AIM OF THE TASK ▸ Repeat, word for word, everything in the records below from the line containing "Please place a point on the wall-mounted" down to the line containing "column 659, row 139", with both of those lines included.

Dataset records on object locations ▸
━━━━━━
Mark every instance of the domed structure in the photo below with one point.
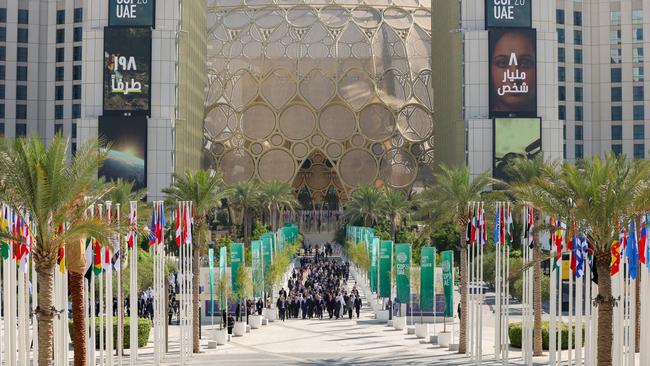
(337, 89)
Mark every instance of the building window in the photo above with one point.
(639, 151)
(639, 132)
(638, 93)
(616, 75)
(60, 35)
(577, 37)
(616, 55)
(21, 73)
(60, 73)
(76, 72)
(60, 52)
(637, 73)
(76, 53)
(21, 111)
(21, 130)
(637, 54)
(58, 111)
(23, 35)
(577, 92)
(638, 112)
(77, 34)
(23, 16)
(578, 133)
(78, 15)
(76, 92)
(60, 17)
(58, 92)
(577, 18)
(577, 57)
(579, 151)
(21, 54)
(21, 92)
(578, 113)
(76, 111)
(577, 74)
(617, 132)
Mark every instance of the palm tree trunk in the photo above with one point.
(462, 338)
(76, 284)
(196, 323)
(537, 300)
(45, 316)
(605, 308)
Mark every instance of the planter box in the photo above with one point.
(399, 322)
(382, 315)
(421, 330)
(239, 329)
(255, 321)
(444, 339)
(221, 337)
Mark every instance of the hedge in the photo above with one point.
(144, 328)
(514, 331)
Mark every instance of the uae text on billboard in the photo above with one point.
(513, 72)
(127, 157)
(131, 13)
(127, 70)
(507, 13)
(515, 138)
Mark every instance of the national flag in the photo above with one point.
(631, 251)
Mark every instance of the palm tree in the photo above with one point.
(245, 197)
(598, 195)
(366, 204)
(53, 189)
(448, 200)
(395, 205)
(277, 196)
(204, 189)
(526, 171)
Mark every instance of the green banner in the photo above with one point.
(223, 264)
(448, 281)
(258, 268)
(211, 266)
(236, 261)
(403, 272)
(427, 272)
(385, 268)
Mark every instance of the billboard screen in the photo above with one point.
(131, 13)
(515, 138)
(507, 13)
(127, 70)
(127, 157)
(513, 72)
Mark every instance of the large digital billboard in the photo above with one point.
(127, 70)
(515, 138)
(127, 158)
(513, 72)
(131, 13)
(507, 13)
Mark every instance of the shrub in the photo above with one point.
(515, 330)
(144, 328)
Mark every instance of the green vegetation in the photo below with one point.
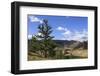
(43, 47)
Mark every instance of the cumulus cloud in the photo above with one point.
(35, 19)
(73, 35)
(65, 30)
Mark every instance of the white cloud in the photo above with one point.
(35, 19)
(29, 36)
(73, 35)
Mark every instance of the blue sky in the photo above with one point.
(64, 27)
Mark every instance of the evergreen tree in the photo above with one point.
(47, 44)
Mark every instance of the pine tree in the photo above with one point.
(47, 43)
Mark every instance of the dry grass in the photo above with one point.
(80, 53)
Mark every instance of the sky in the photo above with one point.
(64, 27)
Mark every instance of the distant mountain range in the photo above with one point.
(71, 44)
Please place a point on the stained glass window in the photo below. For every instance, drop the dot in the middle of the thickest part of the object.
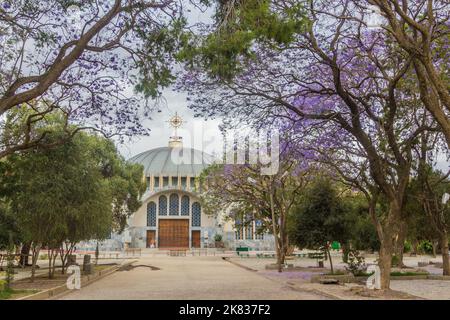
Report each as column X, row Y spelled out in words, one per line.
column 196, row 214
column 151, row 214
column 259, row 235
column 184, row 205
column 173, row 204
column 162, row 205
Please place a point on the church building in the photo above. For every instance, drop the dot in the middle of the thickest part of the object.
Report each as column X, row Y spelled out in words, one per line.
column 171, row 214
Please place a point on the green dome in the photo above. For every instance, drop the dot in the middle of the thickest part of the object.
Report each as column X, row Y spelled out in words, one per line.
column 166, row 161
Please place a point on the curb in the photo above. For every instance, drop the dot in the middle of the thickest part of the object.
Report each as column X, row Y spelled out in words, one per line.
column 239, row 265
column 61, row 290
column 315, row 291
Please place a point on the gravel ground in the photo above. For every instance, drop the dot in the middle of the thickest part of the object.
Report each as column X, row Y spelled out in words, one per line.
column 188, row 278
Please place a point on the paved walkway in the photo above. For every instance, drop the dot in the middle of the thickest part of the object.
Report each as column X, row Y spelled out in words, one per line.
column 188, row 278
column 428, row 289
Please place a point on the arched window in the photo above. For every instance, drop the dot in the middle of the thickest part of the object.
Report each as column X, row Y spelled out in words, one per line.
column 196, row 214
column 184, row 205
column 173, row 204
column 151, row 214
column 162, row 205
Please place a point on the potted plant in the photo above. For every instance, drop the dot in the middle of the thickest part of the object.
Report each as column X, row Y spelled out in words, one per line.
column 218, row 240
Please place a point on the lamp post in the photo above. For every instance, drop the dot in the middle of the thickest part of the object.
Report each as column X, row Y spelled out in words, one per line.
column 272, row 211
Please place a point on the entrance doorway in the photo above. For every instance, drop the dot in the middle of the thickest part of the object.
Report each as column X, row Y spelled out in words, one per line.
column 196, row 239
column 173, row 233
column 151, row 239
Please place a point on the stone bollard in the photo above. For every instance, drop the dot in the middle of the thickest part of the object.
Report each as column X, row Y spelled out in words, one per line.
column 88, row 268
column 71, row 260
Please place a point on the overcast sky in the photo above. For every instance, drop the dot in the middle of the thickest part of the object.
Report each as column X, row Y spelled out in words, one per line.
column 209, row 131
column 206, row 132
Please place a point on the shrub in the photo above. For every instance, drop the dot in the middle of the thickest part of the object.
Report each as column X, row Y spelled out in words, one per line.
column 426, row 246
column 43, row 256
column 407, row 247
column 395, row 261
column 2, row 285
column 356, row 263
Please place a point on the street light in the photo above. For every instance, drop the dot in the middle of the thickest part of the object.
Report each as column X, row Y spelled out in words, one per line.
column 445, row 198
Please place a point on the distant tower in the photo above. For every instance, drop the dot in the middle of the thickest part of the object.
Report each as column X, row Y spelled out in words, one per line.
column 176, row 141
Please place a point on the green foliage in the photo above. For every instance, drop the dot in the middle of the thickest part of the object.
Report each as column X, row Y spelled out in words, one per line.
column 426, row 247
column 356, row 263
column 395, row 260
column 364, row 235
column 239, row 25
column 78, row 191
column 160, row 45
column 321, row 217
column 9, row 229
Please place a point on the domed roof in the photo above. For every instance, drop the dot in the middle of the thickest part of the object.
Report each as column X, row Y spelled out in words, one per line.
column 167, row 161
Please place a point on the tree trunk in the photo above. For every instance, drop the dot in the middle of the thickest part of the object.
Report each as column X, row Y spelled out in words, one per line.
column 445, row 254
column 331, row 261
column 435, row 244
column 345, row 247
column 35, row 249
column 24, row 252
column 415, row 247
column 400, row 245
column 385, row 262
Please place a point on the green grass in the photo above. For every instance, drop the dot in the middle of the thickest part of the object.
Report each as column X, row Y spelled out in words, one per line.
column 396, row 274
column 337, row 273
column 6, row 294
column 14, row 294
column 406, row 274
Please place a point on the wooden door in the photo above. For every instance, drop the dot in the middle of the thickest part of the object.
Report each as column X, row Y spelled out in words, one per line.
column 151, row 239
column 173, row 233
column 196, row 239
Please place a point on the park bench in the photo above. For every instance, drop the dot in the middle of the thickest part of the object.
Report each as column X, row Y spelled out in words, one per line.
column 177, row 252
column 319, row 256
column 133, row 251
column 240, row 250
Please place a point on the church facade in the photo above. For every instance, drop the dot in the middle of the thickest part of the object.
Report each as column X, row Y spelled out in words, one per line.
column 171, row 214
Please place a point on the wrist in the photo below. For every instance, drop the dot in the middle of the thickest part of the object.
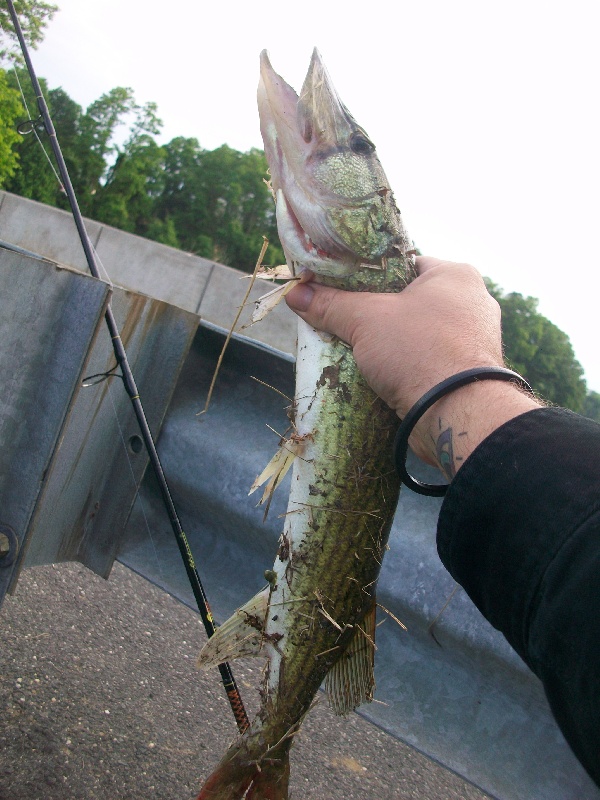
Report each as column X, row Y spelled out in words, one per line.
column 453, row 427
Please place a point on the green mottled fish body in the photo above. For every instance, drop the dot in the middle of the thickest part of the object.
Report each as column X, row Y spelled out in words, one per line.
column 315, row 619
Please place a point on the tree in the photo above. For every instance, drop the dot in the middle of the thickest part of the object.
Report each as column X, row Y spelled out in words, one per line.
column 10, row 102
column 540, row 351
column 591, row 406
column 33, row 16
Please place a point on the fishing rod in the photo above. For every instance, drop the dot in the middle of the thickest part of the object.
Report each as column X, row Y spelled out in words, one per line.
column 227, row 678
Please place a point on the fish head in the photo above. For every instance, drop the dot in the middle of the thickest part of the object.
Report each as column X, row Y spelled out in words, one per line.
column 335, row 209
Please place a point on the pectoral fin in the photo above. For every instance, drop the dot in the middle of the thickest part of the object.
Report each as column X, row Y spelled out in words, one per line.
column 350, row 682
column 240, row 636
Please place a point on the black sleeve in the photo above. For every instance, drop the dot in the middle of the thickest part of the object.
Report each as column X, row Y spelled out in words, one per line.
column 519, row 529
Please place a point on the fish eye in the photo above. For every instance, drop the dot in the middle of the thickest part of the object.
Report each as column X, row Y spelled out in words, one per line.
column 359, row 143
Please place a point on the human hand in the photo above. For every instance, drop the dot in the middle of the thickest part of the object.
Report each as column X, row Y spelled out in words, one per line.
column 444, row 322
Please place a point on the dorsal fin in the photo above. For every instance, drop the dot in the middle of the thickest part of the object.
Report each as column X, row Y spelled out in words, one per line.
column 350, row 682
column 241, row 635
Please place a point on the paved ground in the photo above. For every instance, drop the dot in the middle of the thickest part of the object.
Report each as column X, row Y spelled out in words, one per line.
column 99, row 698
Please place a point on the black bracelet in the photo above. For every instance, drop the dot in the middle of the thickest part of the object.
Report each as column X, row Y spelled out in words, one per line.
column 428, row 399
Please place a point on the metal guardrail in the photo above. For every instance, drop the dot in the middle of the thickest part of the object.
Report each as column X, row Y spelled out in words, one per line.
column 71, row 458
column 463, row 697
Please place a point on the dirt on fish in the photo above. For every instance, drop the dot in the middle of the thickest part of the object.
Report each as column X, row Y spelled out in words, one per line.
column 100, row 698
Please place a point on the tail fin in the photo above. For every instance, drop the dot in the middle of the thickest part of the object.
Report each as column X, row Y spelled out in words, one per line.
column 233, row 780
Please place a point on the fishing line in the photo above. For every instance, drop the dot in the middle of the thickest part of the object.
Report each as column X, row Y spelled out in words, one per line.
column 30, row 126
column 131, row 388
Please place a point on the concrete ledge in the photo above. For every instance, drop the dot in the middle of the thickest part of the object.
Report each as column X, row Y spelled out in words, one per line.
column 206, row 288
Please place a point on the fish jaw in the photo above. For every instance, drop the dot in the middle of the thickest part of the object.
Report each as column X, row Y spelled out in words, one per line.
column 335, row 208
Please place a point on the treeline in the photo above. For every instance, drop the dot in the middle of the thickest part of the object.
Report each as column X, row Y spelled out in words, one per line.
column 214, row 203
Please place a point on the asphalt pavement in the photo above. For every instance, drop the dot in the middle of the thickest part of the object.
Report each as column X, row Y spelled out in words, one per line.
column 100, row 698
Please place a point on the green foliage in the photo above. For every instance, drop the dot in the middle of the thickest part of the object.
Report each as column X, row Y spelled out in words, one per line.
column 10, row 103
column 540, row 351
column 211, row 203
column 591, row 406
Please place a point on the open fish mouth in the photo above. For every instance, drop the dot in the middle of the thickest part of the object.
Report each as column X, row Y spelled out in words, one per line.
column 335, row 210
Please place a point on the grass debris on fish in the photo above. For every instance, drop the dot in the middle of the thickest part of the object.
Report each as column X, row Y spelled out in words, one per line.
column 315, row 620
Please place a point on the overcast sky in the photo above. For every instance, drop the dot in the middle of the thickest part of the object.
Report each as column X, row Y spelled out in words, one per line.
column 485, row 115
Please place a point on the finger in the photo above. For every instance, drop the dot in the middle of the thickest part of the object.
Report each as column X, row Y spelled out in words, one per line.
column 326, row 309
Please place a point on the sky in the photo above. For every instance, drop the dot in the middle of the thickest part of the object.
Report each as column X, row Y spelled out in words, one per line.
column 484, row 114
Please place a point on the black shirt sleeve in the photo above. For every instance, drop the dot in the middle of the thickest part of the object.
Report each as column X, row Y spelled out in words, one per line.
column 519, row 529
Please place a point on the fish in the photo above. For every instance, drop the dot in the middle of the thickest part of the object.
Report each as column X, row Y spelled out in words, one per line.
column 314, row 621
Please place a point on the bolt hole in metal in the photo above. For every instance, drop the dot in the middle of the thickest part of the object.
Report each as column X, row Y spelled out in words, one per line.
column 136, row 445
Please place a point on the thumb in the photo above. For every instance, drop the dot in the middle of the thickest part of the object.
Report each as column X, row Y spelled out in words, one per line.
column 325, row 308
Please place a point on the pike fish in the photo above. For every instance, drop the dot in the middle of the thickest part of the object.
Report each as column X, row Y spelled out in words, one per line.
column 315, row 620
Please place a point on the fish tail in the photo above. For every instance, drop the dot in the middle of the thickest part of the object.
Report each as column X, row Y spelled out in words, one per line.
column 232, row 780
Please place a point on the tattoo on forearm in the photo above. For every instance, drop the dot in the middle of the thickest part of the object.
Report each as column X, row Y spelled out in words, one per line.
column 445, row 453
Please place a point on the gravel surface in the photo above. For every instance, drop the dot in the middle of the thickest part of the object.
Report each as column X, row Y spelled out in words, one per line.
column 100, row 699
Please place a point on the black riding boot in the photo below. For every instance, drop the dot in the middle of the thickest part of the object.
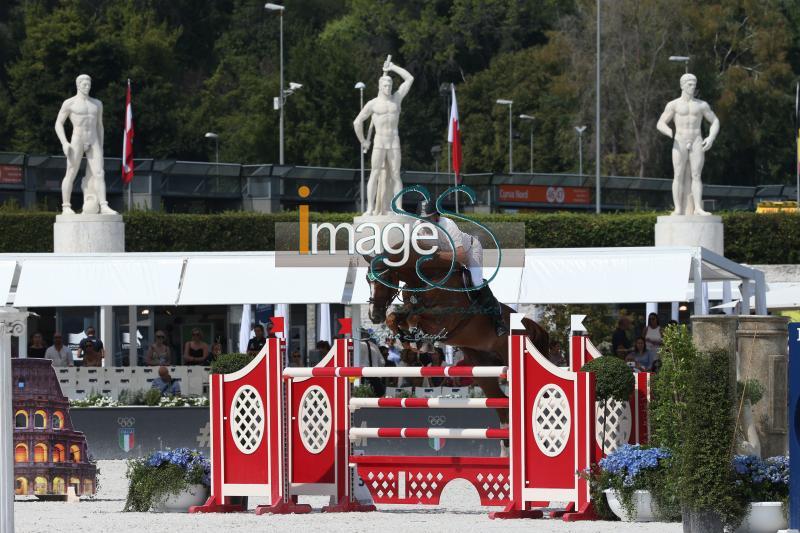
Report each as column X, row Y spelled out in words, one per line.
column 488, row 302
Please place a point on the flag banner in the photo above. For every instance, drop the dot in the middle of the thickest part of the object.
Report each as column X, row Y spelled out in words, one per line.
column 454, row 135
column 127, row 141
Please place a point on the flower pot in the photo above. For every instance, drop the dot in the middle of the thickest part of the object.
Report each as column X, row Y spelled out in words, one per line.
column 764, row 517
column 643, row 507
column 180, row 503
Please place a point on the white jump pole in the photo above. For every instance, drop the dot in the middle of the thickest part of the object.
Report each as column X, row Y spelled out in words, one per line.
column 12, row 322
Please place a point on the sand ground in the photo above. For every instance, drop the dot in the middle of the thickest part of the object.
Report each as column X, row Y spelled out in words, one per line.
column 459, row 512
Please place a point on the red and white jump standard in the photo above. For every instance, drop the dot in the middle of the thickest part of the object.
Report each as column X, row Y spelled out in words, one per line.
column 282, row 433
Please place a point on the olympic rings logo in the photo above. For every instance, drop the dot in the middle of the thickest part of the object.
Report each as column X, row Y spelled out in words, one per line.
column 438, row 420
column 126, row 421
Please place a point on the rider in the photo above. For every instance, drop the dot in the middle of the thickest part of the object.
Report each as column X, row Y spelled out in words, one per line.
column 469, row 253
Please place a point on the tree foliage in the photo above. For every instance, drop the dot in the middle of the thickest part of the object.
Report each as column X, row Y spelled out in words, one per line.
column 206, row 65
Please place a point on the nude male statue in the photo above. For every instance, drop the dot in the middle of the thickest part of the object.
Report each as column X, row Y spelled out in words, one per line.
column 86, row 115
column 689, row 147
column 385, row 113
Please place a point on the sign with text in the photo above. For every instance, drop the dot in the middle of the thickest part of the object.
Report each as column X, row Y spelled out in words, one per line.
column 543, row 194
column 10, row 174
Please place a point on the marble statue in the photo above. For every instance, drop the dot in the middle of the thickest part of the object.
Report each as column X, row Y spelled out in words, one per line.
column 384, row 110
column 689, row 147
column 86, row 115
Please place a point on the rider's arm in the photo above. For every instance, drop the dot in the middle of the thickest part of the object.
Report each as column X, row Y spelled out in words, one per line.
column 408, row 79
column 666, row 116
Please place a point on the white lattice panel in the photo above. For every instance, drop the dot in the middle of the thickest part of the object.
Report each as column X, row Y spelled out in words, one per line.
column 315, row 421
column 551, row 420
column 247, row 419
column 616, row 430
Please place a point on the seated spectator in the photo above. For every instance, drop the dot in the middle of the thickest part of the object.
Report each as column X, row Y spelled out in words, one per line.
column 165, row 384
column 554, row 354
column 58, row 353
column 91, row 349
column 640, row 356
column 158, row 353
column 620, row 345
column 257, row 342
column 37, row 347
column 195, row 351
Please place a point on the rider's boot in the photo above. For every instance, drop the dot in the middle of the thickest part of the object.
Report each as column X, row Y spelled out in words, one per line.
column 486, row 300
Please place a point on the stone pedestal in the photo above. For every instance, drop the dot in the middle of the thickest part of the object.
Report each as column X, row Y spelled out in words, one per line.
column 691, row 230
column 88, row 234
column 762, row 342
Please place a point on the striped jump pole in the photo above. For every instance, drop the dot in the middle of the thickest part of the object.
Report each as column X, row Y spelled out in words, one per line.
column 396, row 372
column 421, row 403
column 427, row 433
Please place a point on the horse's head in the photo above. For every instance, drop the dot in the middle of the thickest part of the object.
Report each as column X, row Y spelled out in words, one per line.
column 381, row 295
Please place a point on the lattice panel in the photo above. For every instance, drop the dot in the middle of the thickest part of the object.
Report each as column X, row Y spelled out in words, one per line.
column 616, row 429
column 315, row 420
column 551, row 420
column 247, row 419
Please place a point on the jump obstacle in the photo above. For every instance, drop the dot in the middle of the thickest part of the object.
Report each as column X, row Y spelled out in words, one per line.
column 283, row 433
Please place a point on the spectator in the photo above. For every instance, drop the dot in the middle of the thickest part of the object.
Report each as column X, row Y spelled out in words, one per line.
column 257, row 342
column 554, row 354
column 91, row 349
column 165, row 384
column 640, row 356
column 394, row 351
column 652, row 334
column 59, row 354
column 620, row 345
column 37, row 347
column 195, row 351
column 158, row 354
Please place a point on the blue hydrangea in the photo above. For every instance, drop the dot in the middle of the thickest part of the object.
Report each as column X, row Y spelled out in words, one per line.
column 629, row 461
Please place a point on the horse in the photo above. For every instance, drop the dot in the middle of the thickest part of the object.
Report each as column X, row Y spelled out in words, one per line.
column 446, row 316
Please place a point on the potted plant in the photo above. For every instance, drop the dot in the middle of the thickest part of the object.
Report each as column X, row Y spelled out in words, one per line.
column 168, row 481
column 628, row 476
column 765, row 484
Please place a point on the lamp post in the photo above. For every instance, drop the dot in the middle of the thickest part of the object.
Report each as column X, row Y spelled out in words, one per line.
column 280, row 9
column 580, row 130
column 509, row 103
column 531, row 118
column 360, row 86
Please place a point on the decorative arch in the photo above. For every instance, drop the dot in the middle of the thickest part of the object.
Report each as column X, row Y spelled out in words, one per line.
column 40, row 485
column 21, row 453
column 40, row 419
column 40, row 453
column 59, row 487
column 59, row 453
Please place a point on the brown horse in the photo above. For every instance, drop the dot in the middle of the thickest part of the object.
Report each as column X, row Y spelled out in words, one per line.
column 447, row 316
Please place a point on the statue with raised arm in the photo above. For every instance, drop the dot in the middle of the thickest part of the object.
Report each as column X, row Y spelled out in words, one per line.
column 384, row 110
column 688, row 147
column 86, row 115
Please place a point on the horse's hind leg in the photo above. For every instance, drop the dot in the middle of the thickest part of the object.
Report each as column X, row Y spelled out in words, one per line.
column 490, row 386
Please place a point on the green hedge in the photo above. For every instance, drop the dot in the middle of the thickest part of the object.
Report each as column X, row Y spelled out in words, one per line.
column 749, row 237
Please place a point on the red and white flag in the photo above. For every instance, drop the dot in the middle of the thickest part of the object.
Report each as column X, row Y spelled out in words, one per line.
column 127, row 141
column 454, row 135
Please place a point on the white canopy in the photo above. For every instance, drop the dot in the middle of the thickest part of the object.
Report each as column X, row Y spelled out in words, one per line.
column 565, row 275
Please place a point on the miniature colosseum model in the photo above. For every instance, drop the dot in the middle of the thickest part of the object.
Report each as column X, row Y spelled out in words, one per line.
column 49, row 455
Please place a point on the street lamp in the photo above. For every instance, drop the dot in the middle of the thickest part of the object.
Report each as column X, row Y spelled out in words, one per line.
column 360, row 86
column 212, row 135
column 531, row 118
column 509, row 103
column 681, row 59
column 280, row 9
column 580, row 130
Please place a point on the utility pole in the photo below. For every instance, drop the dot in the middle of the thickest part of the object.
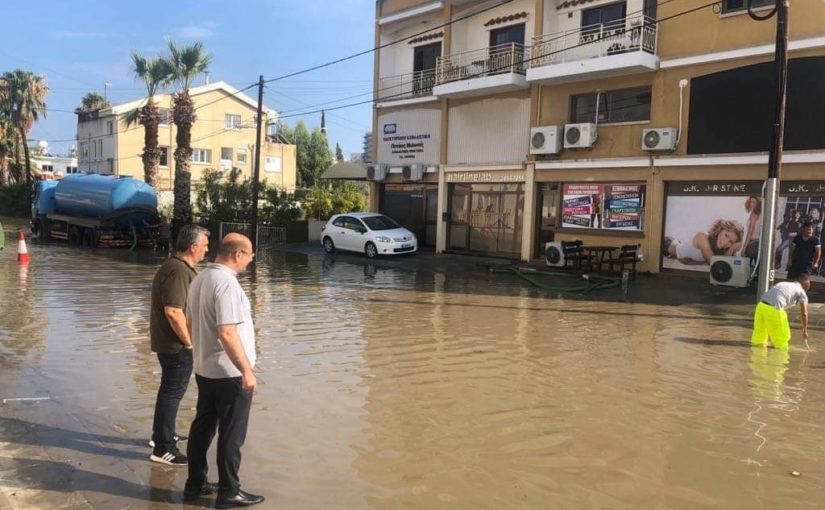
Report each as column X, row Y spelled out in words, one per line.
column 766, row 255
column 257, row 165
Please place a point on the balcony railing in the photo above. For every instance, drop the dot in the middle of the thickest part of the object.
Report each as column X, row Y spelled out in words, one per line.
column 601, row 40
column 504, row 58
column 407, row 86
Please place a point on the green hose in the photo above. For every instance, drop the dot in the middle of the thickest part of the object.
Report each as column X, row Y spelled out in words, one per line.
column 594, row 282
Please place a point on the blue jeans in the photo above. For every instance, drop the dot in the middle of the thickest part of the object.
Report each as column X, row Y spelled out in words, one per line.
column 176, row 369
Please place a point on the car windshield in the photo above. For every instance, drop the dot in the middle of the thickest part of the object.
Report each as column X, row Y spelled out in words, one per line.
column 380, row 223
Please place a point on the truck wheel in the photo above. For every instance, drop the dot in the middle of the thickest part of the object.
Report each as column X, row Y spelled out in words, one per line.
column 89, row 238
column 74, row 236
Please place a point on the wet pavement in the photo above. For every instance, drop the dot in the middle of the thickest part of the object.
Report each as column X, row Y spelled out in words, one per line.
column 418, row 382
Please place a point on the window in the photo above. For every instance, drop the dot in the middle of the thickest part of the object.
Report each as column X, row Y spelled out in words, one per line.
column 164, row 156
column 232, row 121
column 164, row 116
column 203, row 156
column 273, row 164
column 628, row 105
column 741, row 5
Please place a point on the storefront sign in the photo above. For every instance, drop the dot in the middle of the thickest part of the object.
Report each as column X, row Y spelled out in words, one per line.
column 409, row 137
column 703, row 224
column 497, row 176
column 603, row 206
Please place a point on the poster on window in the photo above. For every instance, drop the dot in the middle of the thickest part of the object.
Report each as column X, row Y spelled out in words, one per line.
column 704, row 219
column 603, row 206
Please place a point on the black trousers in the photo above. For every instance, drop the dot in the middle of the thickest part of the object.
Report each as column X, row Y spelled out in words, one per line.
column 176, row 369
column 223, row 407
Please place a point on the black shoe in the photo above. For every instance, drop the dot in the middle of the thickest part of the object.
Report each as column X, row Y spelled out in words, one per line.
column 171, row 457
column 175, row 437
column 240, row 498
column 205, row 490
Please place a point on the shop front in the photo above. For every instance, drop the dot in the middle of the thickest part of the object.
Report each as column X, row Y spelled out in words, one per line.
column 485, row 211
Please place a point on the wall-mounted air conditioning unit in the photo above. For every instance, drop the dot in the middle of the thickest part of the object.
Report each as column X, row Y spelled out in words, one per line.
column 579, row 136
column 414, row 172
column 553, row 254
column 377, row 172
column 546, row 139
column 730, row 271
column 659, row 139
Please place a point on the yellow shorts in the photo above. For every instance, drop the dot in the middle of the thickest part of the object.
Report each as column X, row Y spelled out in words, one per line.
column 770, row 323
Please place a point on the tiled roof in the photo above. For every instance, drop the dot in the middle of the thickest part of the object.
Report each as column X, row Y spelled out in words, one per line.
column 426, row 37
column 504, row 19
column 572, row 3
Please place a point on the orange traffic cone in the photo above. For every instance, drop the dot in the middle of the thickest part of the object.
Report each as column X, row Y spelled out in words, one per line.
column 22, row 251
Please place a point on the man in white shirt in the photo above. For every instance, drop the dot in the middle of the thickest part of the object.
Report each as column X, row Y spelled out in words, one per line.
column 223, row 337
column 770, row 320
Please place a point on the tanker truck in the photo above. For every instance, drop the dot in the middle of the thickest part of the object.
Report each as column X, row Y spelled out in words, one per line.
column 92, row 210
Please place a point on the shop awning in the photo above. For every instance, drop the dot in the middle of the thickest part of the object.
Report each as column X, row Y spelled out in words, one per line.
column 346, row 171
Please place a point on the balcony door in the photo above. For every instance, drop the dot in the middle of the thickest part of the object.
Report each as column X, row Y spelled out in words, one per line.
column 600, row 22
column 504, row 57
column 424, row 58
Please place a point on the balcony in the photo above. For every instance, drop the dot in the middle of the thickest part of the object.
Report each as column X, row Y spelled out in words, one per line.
━━━━━━
THE RESULT ▸
Please place a point on the wall-mounted air conditioning unit in the photo above. For every instance, drop the dot in the middle of the thickest part of the object.
Report each as column X, row Y spelled out in words, one per line.
column 579, row 136
column 414, row 172
column 553, row 254
column 377, row 172
column 546, row 139
column 730, row 271
column 659, row 139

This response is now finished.